--- start of Information supplied ---
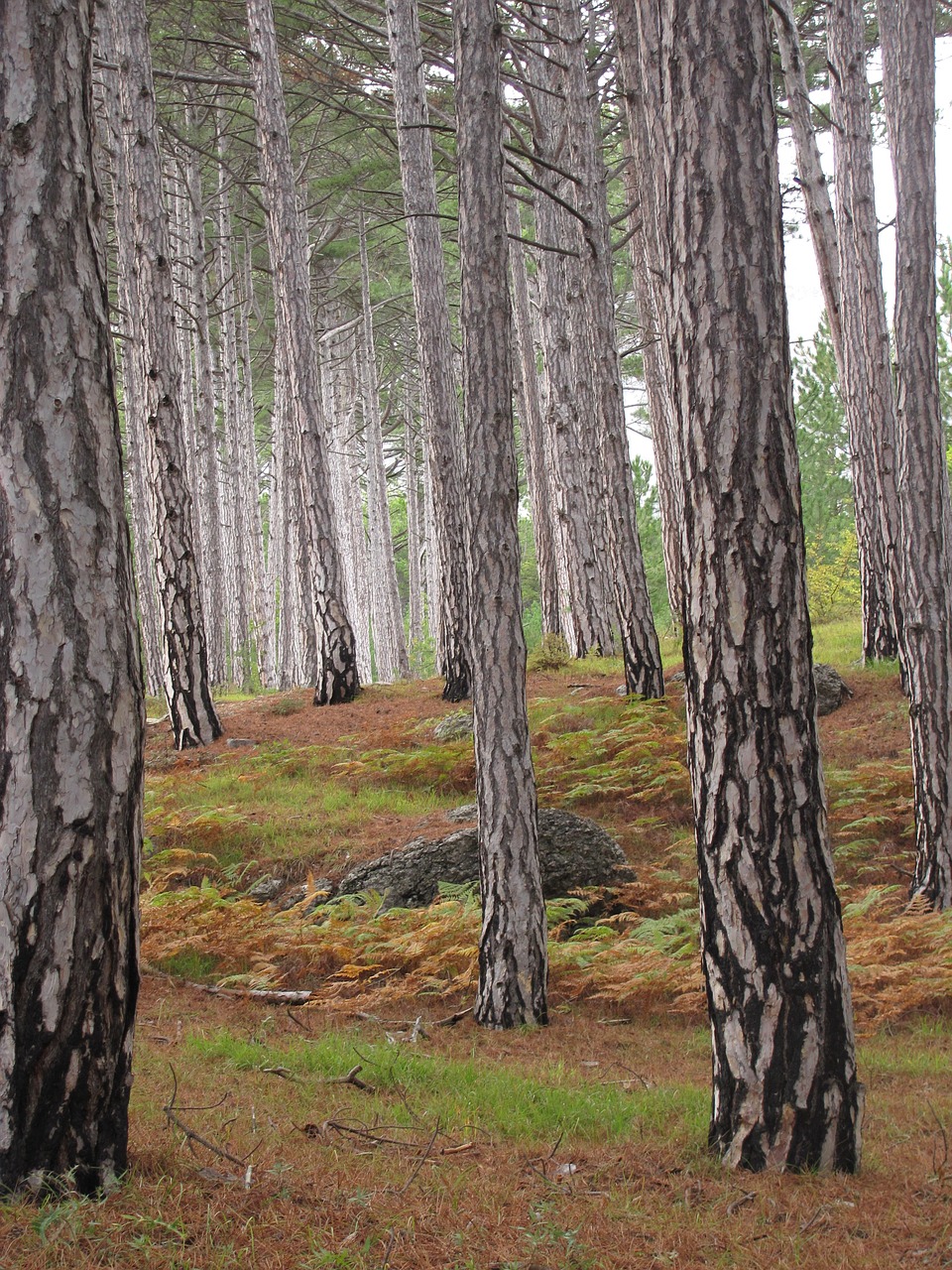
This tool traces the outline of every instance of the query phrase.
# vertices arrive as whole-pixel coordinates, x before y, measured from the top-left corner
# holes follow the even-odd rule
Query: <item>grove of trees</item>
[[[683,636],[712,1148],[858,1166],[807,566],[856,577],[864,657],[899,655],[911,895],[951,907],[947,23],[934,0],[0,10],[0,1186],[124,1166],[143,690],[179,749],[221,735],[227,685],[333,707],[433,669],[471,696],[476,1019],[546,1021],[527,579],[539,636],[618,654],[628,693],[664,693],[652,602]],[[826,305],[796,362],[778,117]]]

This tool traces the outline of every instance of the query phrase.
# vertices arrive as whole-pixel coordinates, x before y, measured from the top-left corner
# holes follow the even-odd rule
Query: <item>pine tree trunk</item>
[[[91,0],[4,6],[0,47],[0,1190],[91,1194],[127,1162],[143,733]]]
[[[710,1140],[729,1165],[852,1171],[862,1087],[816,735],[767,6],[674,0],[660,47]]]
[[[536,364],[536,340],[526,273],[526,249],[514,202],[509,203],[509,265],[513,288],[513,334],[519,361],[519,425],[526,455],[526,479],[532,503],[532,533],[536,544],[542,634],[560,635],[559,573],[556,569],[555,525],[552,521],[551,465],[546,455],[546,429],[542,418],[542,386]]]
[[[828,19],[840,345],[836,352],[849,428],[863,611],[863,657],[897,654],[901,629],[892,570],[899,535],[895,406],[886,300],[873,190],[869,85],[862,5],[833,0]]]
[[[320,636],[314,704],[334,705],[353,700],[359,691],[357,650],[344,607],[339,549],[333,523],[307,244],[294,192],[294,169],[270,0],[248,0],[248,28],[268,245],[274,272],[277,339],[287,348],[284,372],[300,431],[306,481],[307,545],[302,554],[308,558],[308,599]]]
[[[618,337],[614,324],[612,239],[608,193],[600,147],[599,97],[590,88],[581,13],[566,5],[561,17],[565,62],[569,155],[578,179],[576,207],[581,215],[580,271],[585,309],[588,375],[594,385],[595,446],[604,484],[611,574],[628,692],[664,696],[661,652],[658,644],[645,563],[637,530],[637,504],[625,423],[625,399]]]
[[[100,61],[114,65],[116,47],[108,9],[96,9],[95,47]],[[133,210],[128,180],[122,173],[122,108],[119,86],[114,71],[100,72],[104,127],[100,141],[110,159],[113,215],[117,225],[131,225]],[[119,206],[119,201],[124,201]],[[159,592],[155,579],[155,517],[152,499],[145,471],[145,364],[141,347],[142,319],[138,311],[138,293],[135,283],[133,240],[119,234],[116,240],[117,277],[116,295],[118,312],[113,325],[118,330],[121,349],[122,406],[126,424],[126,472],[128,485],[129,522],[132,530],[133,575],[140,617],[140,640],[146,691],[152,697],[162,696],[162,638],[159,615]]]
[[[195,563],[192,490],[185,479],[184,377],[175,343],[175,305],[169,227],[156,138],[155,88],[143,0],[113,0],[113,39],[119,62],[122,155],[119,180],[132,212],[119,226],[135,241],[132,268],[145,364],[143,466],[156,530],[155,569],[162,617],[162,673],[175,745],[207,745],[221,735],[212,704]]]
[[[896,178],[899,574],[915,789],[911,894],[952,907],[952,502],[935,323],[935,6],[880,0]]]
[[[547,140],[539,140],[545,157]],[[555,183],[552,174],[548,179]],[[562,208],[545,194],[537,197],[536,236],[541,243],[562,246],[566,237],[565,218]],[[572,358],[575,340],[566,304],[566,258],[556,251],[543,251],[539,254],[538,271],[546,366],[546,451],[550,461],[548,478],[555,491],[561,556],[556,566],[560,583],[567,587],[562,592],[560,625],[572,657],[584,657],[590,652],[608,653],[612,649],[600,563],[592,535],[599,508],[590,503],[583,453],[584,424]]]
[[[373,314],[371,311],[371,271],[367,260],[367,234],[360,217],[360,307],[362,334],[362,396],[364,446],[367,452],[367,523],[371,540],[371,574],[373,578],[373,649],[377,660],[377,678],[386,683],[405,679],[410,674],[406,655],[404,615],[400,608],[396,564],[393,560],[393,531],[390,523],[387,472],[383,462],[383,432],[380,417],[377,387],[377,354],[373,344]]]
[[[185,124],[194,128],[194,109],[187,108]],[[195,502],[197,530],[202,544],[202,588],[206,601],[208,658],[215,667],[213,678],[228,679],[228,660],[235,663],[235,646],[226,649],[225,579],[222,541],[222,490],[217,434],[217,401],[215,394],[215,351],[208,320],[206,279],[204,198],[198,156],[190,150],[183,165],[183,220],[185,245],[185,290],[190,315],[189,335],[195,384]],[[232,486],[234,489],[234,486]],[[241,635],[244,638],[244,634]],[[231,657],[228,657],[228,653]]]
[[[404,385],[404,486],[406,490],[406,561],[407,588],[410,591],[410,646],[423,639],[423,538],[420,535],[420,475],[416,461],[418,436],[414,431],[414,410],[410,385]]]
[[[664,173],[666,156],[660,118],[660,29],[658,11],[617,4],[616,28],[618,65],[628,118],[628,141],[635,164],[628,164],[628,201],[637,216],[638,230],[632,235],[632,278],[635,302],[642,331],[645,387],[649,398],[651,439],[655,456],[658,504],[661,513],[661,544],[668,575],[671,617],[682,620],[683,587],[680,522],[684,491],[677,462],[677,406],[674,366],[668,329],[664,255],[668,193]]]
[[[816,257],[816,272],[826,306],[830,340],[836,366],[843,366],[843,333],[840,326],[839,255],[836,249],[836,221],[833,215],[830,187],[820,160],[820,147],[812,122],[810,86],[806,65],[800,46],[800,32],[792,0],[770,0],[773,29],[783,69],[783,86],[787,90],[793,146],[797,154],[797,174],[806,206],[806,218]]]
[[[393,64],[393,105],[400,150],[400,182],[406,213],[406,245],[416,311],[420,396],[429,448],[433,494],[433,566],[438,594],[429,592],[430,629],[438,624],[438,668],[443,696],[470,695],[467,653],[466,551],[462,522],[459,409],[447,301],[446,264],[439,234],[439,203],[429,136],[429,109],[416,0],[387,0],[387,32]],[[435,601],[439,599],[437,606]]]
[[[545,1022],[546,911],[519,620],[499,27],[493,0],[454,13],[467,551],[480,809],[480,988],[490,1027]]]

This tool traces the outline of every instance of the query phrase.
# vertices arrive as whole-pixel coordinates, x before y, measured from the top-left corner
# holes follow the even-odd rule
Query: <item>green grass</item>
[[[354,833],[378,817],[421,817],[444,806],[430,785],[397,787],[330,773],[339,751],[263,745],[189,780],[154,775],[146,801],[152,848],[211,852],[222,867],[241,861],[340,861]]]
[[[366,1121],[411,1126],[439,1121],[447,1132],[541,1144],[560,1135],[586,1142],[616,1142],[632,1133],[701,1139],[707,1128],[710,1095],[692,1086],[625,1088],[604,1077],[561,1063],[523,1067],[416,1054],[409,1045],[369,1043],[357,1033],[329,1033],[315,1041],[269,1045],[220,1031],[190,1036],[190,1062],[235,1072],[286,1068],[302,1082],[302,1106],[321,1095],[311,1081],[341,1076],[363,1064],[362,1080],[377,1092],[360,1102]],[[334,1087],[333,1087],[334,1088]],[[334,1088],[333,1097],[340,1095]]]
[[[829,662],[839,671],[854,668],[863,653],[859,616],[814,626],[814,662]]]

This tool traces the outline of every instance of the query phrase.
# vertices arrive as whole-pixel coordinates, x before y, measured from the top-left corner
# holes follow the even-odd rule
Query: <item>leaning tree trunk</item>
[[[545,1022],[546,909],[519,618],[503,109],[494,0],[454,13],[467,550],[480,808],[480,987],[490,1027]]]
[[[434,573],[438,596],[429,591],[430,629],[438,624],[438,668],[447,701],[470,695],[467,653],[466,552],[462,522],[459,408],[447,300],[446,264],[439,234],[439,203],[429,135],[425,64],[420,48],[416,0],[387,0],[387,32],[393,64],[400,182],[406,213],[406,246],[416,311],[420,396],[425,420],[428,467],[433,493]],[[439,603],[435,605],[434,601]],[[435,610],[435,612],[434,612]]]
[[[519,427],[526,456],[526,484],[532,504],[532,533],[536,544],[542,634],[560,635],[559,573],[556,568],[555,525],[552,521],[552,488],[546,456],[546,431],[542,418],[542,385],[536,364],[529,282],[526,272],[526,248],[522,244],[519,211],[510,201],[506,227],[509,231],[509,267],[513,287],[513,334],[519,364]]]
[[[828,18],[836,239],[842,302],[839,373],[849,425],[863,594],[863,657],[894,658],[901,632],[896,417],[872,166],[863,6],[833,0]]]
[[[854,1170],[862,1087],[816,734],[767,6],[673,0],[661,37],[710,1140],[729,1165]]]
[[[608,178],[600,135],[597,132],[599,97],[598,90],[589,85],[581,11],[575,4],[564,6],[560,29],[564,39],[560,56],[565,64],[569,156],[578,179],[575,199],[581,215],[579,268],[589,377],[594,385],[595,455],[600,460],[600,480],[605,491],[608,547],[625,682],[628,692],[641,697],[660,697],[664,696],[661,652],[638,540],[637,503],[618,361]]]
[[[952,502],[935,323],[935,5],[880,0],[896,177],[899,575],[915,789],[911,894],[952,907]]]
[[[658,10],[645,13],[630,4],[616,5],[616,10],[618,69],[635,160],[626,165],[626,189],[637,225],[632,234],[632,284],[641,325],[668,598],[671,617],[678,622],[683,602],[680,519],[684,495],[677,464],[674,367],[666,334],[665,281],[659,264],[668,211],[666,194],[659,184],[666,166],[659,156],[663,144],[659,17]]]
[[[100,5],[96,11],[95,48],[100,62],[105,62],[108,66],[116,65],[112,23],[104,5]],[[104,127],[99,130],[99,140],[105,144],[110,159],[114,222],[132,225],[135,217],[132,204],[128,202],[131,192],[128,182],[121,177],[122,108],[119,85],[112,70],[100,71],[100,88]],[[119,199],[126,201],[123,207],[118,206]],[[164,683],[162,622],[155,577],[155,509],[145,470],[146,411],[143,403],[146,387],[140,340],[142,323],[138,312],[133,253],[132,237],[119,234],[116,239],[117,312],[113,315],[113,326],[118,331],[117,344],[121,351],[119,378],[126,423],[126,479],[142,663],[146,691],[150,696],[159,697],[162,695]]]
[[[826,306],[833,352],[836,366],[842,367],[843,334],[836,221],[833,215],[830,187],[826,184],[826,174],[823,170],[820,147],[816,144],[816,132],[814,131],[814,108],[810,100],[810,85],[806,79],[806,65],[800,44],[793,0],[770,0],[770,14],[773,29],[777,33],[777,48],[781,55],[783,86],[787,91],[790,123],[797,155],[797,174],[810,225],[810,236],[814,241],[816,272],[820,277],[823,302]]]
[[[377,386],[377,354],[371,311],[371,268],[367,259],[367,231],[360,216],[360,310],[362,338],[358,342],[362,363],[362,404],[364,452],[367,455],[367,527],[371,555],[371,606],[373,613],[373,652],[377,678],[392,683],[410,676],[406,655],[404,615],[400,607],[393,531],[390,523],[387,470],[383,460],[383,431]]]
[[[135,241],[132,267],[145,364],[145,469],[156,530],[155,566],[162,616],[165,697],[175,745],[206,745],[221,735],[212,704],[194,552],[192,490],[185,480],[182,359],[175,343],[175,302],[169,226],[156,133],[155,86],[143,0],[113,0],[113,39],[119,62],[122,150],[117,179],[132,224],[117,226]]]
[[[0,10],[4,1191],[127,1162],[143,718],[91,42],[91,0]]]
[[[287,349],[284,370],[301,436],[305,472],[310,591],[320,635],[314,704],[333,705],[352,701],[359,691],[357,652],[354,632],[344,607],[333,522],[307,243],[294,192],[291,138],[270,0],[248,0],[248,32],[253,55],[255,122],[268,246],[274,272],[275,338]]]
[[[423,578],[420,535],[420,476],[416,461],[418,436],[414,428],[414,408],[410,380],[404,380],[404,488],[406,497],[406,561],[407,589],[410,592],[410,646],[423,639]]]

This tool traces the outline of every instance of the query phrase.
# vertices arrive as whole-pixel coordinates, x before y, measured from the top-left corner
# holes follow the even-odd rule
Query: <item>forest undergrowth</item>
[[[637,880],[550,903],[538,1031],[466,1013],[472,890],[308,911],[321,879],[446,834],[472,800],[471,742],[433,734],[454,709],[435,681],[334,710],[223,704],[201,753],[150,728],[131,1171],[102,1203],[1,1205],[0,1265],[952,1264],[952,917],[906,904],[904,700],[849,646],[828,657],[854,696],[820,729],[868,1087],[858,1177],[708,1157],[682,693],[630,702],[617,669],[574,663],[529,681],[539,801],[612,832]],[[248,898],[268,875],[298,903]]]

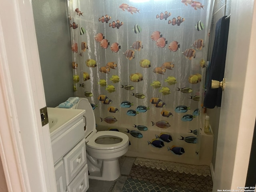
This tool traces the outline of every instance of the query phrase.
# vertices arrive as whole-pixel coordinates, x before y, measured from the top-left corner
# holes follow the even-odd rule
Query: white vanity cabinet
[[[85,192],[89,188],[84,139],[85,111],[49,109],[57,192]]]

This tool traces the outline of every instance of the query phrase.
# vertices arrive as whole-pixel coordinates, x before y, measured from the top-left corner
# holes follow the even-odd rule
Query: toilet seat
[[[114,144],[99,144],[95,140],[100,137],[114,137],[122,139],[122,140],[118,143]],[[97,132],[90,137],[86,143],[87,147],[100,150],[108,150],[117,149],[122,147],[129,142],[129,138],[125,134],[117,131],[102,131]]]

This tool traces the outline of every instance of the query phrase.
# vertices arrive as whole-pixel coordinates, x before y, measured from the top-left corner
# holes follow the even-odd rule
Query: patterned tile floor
--- end of Information supplied ---
(What to produce)
Collect every line above that contains the word "trunk" and copy each one out. Case counts.

(Written response)
Query: <item>pine tree trunk</item>
Query: <item>leaning tree trunk</item>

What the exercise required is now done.